**TASK DESCRIPTION**: Transcribe each record exactly. Omit the pictures.

**GIVEN DATA**:
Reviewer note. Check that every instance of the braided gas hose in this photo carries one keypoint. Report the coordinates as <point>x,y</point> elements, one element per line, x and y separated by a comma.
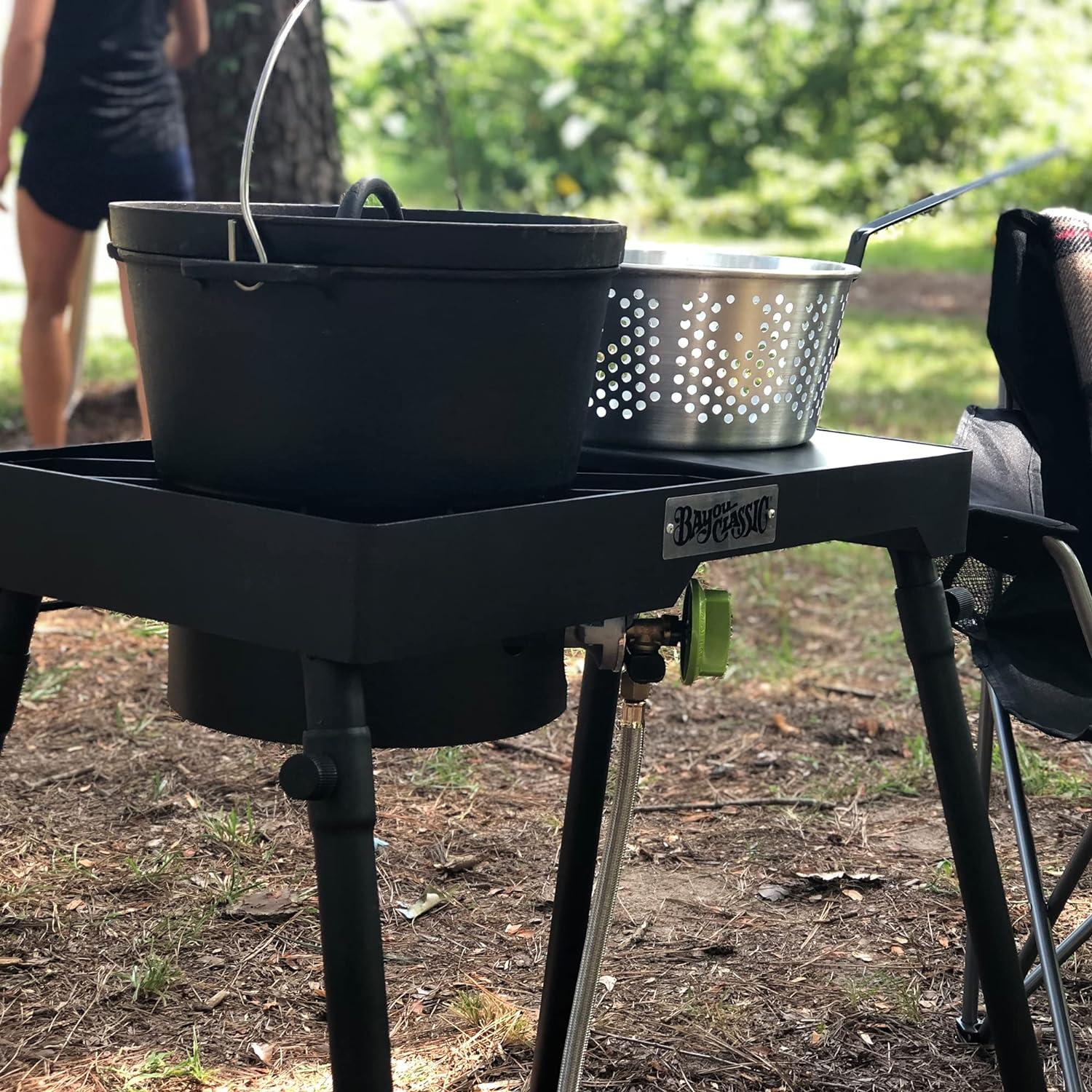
<point>631,732</point>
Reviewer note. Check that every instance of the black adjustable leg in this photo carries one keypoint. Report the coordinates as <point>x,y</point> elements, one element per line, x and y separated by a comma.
<point>334,775</point>
<point>971,1026</point>
<point>927,633</point>
<point>576,876</point>
<point>17,616</point>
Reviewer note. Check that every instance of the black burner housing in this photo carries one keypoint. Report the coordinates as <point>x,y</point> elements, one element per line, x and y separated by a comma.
<point>443,697</point>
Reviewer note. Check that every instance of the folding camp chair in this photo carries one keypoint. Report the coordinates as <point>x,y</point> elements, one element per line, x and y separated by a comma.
<point>1020,593</point>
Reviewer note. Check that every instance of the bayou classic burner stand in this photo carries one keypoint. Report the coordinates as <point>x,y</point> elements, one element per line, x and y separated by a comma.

**RESPONSE TO THE TASK**:
Reviewer note. Check that every instance of the braided gas hose in this photo carries one keypoint. Report the coordinates as <point>x,y</point> elements, one element per line, x and y separated by a comma.
<point>631,732</point>
Reviewer note. Check that every instance of the black adjustable leg in this photo carries one keypoint. Report the coordinates as <point>x,y</point> elements, one element per line, x and y separated by a comma.
<point>334,775</point>
<point>971,1026</point>
<point>927,633</point>
<point>576,876</point>
<point>17,616</point>
Reviewer note. Check that every instance of the black burner housing in this photo carries one keypoint. Report the coordinates as <point>x,y</point> elements, one element per line, x and y separated by a comma.
<point>443,697</point>
Reviewer note. Check that every instance of the folding camp chair in this photo carries one keypoint. Report the coordinates as <point>x,y</point> elements, one element per line, x and y separated by a comma.
<point>1020,593</point>
Reviewer note. Check that every instance of the bayou classic burner stand in this photo carries one keypoint. Report the coordinates as <point>x,y</point> elements, one element per line, x and y separated by a comma.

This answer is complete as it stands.